Bueno en cuanto instale el Eagle hago el esquema y lo comparto con ustedes, como se me dañò el disco rigido todavia no pase nada del disco que tengo para copia de seguridad


----------



## Mobiuz (May 1, 2009)

Hola, queria saber si moviendo el reset a la salida 7 puedo ponerle mas colores, mi idea es la misma que la de fedex75 pero agregandole conbinaciones de color para eso nesesitaria mas pines. en la imagen aclaro lo que quiero hacer, espero que se entienda. lo anaranjado son los diodos para que no se enciendan todos los colores.

Q0: Azul
Q1: Verde
Q2: Rojo
Q3: Azul-Rojo
Q4: Rojo-Verde
Q5: Azul-verde
Q6: Blanco(verde, rojo, azul)

y que resistencia me recomiendan para conectar los leds a 14v quiero que los 8 leds rgb dependan de 1 sola resistencia por color. de cuantos watts deberia ser? no quiero ponerlos en serie, ademas principalmente quiero conectarle 4 leds nadamas porque los otros 4 son para relojes que todabia no compre

es para poner en un auto, para cambiar los colores del tablero.

Gracias


----------



## fernandoae (May 1, 2009)

No seas rata, conviene poner 3 resistencias por led.


----------



## Mobiuz (May 1, 2009)

si, pero el problema es que no tengo mucho espacio, voy a intentar igual.


----------



## fernandoae (May 1, 2009)

Mobiuz dijo:
			
		

> si, pero el problema es que no tengo mucho espacio, voy a intentar igual.


Donde los pensas colocar? porque tambien podes usar resistencias de 1/4W (la mas chicas son)...
Acà te paso un circuito que es facil y te permite regular la intensidad de cada color, es el que prometi subir antes  
   me habia olvidado!


----------



## Mobiuz (May 1, 2009)

alado de lo que es el tablero, dentro de la carcasa que cubre el tablero. el pulsador va a estar escondido en una de las teclas.

------------------------------

== Tareas por realizar ==
A. Indique si cada afirmación coincide con el hilo sobre los LED del tablero y cite las palabras del hilo que lo deciden: (i) fernandoae aconseja usar tres resistencias por LED; (ii) Mobiuz piensa conectar los LED en serie; (iii) el pulsador quedará a la vista en el tablero.
B. Retome el hilo sobre los LED del tablero después de su último mensaje y continúelo.

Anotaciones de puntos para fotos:
------------------------------

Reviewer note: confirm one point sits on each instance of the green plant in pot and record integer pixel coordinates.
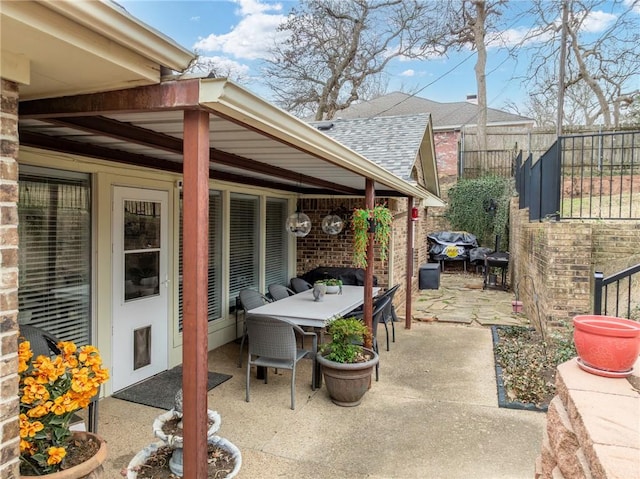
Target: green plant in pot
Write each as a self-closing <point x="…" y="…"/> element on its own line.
<point x="333" y="285"/>
<point x="364" y="221"/>
<point x="346" y="364"/>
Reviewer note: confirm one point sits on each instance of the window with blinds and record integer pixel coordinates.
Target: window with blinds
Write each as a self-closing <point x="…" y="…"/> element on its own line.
<point x="276" y="261"/>
<point x="214" y="291"/>
<point x="54" y="213"/>
<point x="244" y="247"/>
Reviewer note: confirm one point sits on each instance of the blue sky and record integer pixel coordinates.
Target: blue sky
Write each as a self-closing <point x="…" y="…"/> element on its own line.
<point x="237" y="33"/>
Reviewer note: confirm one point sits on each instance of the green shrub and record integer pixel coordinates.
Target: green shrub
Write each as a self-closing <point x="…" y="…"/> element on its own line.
<point x="469" y="201"/>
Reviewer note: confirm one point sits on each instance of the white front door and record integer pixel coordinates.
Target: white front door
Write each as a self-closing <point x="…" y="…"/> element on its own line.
<point x="140" y="285"/>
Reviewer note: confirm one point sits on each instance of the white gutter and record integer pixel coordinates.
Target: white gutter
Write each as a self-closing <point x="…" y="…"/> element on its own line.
<point x="227" y="98"/>
<point x="115" y="23"/>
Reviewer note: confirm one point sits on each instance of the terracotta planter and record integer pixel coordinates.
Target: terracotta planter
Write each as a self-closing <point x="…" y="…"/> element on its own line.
<point x="606" y="345"/>
<point x="91" y="469"/>
<point x="347" y="383"/>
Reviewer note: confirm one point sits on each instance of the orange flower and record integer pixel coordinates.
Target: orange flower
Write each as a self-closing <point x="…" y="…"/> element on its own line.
<point x="24" y="355"/>
<point x="40" y="410"/>
<point x="33" y="392"/>
<point x="56" y="454"/>
<point x="28" y="428"/>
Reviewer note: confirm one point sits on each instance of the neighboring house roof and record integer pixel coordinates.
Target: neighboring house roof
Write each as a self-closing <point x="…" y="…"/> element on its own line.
<point x="393" y="142"/>
<point x="444" y="115"/>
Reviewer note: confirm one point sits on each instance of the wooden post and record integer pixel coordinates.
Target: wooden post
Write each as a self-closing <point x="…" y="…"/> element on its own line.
<point x="368" y="277"/>
<point x="409" y="282"/>
<point x="195" y="241"/>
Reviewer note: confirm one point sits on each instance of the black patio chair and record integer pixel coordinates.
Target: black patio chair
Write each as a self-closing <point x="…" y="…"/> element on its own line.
<point x="378" y="311"/>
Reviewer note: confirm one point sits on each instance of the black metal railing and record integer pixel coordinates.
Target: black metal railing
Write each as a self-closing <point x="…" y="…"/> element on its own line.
<point x="593" y="176"/>
<point x="615" y="294"/>
<point x="600" y="176"/>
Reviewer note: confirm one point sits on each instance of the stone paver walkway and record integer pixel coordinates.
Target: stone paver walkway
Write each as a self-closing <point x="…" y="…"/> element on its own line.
<point x="461" y="299"/>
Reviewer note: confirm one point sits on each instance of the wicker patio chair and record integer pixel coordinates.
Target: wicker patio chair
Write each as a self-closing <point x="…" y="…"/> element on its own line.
<point x="272" y="344"/>
<point x="249" y="299"/>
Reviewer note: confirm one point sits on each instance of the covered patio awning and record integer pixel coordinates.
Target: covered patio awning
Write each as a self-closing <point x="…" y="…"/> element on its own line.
<point x="208" y="128"/>
<point x="250" y="141"/>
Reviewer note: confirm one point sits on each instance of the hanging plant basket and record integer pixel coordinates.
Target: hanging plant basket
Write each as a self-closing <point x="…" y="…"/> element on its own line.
<point x="376" y="221"/>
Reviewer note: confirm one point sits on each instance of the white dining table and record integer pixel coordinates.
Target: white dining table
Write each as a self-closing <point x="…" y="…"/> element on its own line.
<point x="303" y="310"/>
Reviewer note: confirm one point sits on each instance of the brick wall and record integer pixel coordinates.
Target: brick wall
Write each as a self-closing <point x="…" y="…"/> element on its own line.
<point x="320" y="249"/>
<point x="555" y="261"/>
<point x="9" y="430"/>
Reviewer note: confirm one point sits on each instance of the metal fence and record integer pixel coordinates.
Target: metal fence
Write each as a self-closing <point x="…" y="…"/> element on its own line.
<point x="592" y="176"/>
<point x="617" y="295"/>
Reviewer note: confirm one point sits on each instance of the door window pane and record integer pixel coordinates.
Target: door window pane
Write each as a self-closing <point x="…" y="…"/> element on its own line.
<point x="276" y="260"/>
<point x="141" y="249"/>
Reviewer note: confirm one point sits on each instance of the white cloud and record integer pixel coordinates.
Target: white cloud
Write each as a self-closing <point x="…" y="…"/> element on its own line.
<point x="597" y="21"/>
<point x="253" y="7"/>
<point x="252" y="37"/>
<point x="223" y="67"/>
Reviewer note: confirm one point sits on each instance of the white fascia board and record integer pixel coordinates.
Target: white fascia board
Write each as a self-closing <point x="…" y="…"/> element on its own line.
<point x="115" y="23"/>
<point x="15" y="67"/>
<point x="231" y="100"/>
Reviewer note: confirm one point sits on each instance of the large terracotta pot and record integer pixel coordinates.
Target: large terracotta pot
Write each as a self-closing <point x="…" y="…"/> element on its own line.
<point x="606" y="345"/>
<point x="91" y="469"/>
<point x="347" y="383"/>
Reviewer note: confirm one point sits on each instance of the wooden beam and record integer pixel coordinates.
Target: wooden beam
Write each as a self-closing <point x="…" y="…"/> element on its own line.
<point x="151" y="139"/>
<point x="369" y="201"/>
<point x="171" y="95"/>
<point x="89" y="150"/>
<point x="195" y="256"/>
<point x="409" y="268"/>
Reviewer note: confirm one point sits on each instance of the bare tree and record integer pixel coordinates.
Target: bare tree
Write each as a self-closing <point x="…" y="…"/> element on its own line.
<point x="601" y="65"/>
<point x="337" y="51"/>
<point x="466" y="24"/>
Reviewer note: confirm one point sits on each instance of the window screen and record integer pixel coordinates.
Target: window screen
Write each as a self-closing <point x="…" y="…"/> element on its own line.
<point x="214" y="303"/>
<point x="244" y="248"/>
<point x="276" y="261"/>
<point x="54" y="213"/>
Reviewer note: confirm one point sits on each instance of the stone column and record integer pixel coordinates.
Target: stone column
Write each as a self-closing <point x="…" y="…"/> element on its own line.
<point x="9" y="426"/>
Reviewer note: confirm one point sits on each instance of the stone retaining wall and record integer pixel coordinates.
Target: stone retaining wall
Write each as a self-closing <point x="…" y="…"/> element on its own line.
<point x="593" y="427"/>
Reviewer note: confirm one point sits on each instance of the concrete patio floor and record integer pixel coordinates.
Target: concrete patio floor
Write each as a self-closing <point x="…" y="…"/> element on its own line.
<point x="433" y="414"/>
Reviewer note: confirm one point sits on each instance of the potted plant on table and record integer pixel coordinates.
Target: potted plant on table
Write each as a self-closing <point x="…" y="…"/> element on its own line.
<point x="346" y="364"/>
<point x="51" y="391"/>
<point x="332" y="285"/>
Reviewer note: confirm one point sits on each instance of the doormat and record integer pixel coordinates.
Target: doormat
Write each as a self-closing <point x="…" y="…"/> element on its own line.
<point x="160" y="390"/>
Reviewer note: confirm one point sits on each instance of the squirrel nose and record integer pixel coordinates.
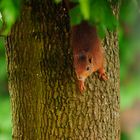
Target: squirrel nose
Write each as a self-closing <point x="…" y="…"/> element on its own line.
<point x="81" y="78"/>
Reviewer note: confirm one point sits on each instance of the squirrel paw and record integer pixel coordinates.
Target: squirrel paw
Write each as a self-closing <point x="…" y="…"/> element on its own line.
<point x="103" y="76"/>
<point x="81" y="86"/>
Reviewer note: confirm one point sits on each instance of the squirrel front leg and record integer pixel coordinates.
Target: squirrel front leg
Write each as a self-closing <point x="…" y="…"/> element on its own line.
<point x="102" y="74"/>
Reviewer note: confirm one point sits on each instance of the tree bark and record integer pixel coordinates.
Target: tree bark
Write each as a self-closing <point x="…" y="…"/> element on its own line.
<point x="46" y="104"/>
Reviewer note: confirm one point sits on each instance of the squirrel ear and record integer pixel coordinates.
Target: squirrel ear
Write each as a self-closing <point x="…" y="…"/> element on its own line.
<point x="90" y="59"/>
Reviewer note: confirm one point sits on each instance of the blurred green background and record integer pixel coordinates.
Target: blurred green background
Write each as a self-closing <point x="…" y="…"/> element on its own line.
<point x="129" y="43"/>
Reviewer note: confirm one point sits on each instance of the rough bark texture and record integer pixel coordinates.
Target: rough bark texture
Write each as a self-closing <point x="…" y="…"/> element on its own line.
<point x="45" y="102"/>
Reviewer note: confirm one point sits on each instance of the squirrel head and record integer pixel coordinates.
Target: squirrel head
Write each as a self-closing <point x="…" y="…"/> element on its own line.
<point x="83" y="64"/>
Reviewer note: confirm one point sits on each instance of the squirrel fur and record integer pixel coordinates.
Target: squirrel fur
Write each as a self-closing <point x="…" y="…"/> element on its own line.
<point x="88" y="53"/>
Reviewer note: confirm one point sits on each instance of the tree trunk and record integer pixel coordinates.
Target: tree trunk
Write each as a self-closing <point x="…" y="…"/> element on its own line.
<point x="46" y="104"/>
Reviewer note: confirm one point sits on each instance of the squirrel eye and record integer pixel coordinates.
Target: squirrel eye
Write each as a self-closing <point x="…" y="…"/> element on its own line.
<point x="89" y="60"/>
<point x="87" y="68"/>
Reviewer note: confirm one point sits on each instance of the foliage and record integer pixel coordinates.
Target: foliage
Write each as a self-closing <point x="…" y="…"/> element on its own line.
<point x="9" y="11"/>
<point x="99" y="13"/>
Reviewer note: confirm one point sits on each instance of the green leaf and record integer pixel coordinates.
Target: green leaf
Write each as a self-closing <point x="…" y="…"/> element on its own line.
<point x="85" y="8"/>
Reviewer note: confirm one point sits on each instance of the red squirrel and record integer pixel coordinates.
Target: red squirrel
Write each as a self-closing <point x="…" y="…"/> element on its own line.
<point x="87" y="52"/>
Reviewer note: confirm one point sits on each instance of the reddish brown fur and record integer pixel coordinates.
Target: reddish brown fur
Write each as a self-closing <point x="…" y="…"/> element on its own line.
<point x="87" y="51"/>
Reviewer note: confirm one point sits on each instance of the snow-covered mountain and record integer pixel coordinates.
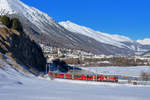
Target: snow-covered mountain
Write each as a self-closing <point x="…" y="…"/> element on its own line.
<point x="115" y="40"/>
<point x="45" y="30"/>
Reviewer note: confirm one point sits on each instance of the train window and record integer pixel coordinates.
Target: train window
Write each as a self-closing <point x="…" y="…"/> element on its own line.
<point x="89" y="76"/>
<point x="61" y="74"/>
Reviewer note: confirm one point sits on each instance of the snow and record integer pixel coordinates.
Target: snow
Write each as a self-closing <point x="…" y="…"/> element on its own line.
<point x="129" y="71"/>
<point x="146" y="41"/>
<point x="16" y="85"/>
<point x="35" y="16"/>
<point x="99" y="36"/>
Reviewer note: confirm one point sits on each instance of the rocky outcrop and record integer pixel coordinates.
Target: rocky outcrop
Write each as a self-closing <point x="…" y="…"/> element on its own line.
<point x="19" y="46"/>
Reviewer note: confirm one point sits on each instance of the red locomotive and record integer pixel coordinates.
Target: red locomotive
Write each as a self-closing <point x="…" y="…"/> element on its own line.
<point x="99" y="78"/>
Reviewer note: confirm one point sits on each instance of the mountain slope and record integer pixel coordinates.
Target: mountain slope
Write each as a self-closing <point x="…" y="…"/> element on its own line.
<point x="115" y="40"/>
<point x="45" y="30"/>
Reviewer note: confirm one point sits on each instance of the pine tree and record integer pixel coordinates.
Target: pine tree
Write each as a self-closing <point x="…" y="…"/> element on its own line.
<point x="6" y="21"/>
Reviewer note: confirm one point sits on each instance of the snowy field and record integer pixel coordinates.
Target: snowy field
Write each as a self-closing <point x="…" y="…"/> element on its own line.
<point x="15" y="85"/>
<point x="130" y="71"/>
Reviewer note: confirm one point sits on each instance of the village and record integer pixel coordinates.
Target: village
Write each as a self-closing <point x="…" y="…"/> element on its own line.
<point x="82" y="58"/>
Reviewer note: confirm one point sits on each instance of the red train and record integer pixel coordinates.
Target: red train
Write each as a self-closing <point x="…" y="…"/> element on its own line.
<point x="99" y="78"/>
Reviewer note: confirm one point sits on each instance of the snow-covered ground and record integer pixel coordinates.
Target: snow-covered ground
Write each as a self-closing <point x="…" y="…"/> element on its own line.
<point x="130" y="71"/>
<point x="15" y="85"/>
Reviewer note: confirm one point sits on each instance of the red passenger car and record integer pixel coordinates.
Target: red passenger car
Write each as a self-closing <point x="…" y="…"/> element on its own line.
<point x="99" y="78"/>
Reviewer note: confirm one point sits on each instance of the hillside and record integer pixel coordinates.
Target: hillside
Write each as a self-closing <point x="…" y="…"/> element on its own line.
<point x="17" y="85"/>
<point x="18" y="46"/>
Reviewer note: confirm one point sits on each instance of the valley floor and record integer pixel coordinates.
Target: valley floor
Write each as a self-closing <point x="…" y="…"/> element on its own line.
<point x="15" y="85"/>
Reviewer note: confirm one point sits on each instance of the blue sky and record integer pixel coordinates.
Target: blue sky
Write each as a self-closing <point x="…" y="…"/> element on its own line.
<point x="125" y="17"/>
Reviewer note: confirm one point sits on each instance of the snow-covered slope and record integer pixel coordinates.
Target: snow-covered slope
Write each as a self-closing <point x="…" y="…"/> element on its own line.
<point x="15" y="85"/>
<point x="146" y="41"/>
<point x="43" y="29"/>
<point x="115" y="40"/>
<point x="32" y="14"/>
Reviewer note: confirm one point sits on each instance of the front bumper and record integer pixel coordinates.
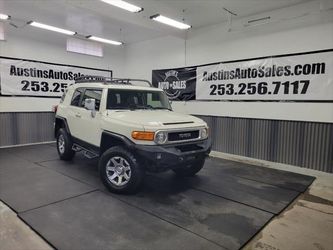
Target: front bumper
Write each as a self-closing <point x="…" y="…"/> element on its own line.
<point x="170" y="156"/>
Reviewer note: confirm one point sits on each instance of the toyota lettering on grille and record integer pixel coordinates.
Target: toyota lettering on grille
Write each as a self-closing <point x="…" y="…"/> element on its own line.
<point x="185" y="135"/>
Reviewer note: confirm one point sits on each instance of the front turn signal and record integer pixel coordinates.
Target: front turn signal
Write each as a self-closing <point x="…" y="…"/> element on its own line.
<point x="145" y="136"/>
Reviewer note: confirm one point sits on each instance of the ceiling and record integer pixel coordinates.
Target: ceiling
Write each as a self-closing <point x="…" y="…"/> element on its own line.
<point x="93" y="17"/>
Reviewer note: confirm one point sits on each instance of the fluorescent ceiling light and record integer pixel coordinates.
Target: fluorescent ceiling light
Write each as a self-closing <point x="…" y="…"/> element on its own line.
<point x="4" y="17"/>
<point x="52" y="28"/>
<point x="124" y="5"/>
<point x="171" y="22"/>
<point x="102" y="40"/>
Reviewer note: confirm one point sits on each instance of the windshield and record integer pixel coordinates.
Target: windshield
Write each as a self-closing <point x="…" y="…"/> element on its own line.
<point x="137" y="99"/>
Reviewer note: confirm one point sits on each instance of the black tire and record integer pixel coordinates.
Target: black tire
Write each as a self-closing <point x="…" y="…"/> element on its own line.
<point x="118" y="163"/>
<point x="64" y="150"/>
<point x="191" y="169"/>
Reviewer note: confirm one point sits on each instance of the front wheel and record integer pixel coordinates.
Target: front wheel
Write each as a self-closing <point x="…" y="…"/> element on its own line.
<point x="120" y="171"/>
<point x="64" y="145"/>
<point x="191" y="169"/>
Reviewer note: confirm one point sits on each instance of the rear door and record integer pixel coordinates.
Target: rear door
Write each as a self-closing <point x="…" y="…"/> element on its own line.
<point x="75" y="113"/>
<point x="90" y="129"/>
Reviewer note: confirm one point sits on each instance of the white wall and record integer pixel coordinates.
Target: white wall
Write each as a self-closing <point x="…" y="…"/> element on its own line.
<point x="286" y="34"/>
<point x="47" y="46"/>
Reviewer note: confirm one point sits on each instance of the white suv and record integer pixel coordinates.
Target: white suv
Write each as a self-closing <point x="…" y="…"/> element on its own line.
<point x="131" y="128"/>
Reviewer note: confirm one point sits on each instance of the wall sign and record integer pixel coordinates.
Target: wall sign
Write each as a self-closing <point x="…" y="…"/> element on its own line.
<point x="306" y="76"/>
<point x="178" y="84"/>
<point x="30" y="78"/>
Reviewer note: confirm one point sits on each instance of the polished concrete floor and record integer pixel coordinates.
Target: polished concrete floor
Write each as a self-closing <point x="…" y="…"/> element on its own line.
<point x="224" y="207"/>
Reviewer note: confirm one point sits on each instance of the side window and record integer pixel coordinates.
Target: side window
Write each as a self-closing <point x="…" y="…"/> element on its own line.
<point x="76" y="97"/>
<point x="154" y="100"/>
<point x="92" y="94"/>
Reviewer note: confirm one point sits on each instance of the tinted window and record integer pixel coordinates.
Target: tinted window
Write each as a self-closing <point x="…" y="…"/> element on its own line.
<point x="76" y="97"/>
<point x="92" y="94"/>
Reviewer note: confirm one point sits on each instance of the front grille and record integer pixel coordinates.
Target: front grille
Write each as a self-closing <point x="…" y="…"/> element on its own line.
<point x="183" y="136"/>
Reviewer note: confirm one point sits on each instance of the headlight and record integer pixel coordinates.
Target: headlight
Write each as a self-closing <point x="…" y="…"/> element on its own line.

------------------------------

== Resultados del ejercicio ==
A.
(i) Sí: «conviene poner 3 resistencias por led».
(ii) No: «no quiero ponerlos en serie».
(iii) No: «el pulsador va a estar escondido en una de las teclas».

B.
quiero mantener la originalidad y que no se vea a simple vista el circuito. lo del circuito que decis lo conozco pero el problema es que no tengo espacio para poner los potenciometros, y me gusta mas el que esta aca je y es mas facil de cambiar los colores.

el circuito que postie yo andara bien como lo puse?


----------



## fernandoae (May 1, 2009)

Ah acá està el circuito  que no lo subi en el mensaje anterior


----------



## Mobiuz (May 1, 2009)

je, no lo entiendo bien.


----------



## Mobiuz (May 6, 2009)

hola, les comento que hice el circuito y funciona a la perfecion, los transistores los cambie por unos bc337 y anda al pelo, pero noto que al tener 2 colores a la ves encenendidos me empieza a recalentar el integrado, no se que temperatura esta pero le calculo unos 40 grados, tocandolo siento que esta caliente, puede ser que se este saturando la salida del integrado? y en el caso de ser asi como, lo soluciono?


----------



## DJ DRACO (Ago 26, 2009)

Si el integrado calienta es porque la salida es de maximo unos 20mA, entonces debes colocar un resistor de 1K y a la base de un transistor que haga de llave.

el control del efecto RGB se hace mezclando los colores, pero tambien variando la intensidad lumínica de los colores.

no es lo mismo mezclar verde y rojo ambos a 20mA, que verde a 10mA y rojo a 20mA.

por eso se colocan resistores variables en cada color.

saludos.


----------



## juan.jvillar (Sep 3, 2009)

fernandoae dijo:


> Ah acá està el circuito  que no lo subi en el mensaje anterior



Fer:

Cada circuito de esos sería para cada color cierto???.

En caso de usar un RGB, tendría que conectar cada salida de PWM a cada ánodo del led RGB, poniendo a masa el cátodo común del mismo?

Gracias por tu respuesta


----------



## fernandoae (Sep 8, 2009)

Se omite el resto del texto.